[Opening Data extracts section]

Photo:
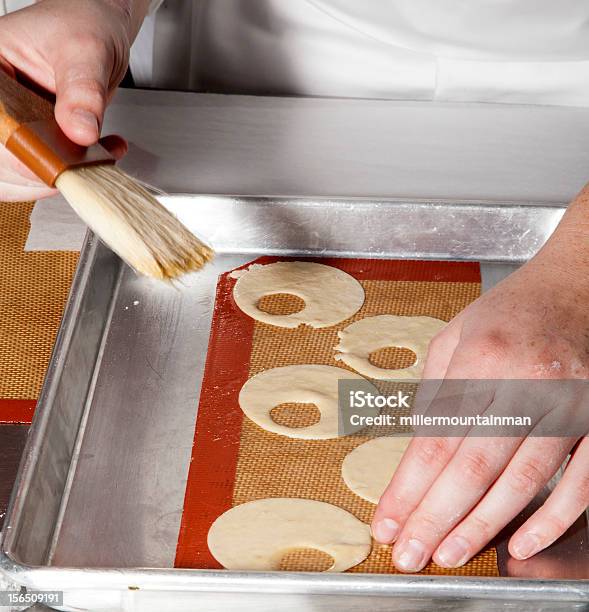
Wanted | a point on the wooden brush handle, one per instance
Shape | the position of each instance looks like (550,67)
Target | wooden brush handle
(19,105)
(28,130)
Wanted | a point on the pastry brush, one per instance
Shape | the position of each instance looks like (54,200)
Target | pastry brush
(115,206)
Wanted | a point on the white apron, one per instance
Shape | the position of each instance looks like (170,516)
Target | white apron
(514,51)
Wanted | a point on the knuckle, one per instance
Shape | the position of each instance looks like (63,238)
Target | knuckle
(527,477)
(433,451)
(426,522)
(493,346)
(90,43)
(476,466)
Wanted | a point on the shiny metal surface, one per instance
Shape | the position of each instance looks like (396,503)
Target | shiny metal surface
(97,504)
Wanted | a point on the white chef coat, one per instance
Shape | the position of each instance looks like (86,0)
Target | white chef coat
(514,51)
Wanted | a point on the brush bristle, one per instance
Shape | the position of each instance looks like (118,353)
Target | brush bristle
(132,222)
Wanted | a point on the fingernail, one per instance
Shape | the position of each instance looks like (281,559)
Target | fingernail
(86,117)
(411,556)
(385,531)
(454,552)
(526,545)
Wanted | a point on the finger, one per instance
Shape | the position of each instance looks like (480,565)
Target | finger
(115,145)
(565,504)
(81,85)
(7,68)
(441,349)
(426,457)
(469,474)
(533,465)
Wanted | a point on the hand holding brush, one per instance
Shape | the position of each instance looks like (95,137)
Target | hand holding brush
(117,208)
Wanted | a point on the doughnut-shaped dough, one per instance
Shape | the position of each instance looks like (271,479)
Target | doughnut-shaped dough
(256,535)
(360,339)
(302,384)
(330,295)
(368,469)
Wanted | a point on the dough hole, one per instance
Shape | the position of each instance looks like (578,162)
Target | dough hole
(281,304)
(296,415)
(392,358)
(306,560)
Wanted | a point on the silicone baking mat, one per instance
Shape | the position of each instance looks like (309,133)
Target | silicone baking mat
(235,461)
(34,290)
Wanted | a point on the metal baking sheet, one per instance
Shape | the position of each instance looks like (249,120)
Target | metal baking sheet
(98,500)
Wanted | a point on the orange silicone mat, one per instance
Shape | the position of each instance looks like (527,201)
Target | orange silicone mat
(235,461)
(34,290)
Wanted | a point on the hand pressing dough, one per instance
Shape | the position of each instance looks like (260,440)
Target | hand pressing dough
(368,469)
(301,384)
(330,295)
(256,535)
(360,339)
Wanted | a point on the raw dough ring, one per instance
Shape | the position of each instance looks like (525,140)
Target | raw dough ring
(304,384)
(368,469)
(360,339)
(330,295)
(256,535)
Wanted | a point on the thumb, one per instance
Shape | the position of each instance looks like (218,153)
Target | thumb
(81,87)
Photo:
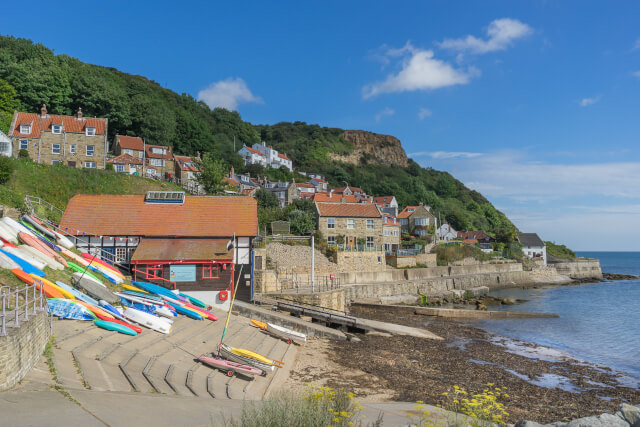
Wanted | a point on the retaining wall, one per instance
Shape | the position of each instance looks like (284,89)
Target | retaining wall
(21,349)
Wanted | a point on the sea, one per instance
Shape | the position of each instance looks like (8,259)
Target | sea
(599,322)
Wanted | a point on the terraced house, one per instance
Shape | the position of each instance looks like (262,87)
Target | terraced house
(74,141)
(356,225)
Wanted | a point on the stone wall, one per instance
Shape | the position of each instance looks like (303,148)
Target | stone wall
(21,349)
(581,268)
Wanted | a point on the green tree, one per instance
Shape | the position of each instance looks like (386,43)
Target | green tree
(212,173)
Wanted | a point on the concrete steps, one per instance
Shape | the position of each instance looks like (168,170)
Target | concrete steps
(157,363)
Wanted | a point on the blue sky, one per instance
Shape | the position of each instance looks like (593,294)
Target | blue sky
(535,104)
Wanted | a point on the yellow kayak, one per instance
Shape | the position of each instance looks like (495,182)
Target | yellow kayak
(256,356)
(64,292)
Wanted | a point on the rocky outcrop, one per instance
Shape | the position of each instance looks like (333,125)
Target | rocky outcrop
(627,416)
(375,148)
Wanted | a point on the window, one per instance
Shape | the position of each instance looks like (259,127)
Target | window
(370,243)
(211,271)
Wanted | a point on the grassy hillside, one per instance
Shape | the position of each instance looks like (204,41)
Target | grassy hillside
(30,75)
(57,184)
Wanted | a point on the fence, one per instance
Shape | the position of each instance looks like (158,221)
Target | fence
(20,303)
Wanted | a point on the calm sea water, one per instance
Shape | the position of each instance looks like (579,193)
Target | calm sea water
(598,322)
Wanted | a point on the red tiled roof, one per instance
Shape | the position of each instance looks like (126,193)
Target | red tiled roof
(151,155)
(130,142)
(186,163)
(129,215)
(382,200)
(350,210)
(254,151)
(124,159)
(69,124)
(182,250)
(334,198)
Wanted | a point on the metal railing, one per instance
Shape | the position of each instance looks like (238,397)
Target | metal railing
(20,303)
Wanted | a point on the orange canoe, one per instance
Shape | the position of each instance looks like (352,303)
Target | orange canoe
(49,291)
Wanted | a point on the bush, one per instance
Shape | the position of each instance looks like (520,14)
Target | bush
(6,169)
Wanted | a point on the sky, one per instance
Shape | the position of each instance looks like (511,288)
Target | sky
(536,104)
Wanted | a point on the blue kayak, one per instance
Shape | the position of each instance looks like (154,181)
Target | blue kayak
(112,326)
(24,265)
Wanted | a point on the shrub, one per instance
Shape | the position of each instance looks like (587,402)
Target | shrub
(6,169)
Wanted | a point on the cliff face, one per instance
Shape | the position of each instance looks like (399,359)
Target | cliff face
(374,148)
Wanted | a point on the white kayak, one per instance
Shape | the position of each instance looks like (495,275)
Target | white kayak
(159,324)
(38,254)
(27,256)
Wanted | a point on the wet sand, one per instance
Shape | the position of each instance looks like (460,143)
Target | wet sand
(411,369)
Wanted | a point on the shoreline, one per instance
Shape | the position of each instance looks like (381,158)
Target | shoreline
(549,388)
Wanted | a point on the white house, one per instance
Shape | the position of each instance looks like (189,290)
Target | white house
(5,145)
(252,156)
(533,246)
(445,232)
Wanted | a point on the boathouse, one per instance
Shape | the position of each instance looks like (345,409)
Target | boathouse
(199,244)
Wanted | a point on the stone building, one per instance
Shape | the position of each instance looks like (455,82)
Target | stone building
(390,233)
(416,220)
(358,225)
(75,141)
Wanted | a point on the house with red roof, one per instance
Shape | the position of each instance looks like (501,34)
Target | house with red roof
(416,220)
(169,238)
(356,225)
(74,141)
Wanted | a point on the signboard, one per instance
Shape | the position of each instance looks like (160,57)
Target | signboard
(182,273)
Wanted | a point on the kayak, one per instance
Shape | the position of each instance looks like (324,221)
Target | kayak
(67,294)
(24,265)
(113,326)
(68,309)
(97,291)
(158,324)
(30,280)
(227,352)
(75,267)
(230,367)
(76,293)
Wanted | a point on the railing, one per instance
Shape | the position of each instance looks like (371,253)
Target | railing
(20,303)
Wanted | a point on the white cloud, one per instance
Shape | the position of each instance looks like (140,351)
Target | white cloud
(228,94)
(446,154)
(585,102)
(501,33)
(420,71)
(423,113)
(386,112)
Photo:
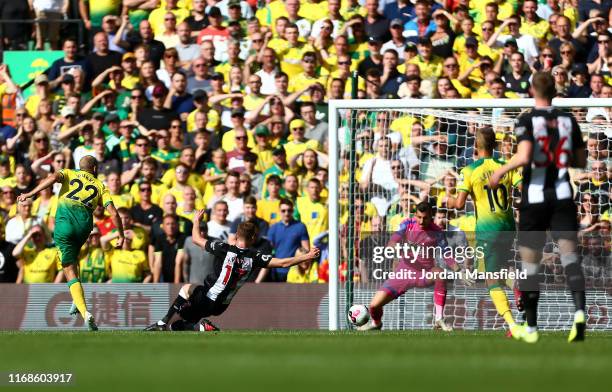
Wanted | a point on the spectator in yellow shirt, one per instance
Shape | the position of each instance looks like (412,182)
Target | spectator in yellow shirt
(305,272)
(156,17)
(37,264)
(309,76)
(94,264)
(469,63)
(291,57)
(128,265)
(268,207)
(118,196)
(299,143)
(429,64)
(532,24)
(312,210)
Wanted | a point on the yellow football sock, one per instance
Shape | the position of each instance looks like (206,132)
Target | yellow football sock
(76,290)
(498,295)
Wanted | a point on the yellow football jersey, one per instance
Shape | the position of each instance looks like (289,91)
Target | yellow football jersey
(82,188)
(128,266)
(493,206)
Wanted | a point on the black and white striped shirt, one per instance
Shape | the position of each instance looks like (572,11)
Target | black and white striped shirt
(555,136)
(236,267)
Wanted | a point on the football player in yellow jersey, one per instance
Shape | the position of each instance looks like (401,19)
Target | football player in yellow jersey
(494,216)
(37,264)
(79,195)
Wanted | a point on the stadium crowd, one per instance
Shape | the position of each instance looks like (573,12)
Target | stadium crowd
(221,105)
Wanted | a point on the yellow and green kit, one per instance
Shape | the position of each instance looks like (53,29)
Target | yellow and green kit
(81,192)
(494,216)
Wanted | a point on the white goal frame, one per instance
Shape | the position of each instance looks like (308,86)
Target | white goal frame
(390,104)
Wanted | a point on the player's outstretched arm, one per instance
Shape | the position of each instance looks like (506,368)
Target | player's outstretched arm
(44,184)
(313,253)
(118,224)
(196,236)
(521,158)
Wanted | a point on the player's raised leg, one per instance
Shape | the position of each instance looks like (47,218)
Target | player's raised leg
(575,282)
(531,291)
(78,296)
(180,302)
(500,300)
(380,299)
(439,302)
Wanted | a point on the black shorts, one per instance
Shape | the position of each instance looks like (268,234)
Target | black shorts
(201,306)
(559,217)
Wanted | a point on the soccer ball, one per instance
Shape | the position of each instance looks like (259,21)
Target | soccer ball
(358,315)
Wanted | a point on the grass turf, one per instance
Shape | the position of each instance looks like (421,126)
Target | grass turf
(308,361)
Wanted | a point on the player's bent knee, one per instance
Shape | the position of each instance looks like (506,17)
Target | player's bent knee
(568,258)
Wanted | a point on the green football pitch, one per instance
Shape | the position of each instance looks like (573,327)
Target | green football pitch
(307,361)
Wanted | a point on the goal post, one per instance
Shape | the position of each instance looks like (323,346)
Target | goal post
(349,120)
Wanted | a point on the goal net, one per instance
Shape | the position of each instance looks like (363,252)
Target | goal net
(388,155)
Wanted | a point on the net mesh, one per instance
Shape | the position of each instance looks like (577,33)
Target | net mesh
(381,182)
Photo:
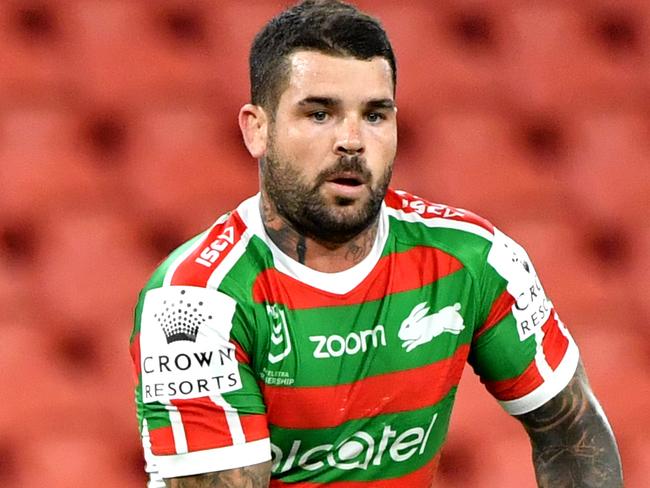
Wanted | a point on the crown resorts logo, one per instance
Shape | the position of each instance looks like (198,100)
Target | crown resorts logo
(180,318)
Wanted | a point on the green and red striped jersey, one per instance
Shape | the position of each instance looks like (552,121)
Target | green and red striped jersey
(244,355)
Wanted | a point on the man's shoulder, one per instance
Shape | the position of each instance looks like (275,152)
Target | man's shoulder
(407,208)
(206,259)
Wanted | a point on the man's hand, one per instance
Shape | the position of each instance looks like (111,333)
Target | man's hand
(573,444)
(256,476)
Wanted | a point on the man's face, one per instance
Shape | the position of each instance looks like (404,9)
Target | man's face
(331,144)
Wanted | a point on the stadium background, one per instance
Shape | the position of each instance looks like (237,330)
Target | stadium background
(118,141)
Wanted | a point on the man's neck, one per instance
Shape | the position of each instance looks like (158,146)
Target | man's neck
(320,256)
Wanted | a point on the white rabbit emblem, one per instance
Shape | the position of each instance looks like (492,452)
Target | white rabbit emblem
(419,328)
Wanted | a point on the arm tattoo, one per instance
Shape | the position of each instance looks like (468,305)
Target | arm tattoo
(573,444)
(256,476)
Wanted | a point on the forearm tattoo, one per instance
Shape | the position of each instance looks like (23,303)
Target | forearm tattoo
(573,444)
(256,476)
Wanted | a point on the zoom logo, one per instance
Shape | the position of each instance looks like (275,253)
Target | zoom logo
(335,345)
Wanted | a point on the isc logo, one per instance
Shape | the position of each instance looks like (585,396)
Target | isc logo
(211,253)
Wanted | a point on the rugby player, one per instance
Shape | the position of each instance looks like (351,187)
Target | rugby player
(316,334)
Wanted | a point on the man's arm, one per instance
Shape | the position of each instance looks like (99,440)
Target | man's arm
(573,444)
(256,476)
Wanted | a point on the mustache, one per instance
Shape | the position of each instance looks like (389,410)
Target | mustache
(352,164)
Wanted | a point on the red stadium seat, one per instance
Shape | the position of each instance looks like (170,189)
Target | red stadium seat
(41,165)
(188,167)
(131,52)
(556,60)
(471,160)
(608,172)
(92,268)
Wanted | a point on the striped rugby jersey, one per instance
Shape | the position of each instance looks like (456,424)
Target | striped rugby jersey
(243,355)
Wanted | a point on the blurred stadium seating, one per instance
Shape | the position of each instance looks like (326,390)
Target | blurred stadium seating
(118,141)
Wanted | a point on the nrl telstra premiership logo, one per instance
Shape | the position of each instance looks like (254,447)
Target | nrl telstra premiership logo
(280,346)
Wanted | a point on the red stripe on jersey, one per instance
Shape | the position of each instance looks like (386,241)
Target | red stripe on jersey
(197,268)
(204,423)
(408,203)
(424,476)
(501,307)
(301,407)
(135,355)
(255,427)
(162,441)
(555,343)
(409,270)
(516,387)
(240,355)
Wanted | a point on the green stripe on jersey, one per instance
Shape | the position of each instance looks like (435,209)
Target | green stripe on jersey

[Closing Data extracts section]

◆ Assignment
Write out, from the lines above, only those from the line with "Wanted | a point on the white kayak, one" to the line with "Shape | the position of each instance looks like (501,34)", exactly as given, including the first and the last.

◆ Result of this task
Wanted | a point on the white kayak, one per instance
Shape | the position of each instance looks like (495,275)
Target | white kayak
(159,324)
(38,254)
(27,256)
Wanted | a point on the wet sand, one per instance
Shape | the position of each instance looks like (460,143)
Target | wet sand
(411,369)
Wanted | a point on the shoreline, one per instance
Shape | the position of each instance looks like (381,158)
Target | shoreline
(549,388)
Wanted | a point on the white house, one per instance
Shape | the position of each instance looks like (189,290)
Target | white house
(5,145)
(252,156)
(533,246)
(445,232)
Wanted | a point on the boathouse, one per instance
Shape | the position of each instance looks like (345,409)
Target | boathouse
(199,244)
Wanted | a point on the stone building, one per instance
Shape | the position of each instance looks like (455,82)
Target | stone building
(390,233)
(416,220)
(358,225)
(75,141)
Wanted | a point on the house with red roof, one per instance
Shape | the position of each instance looks like (501,34)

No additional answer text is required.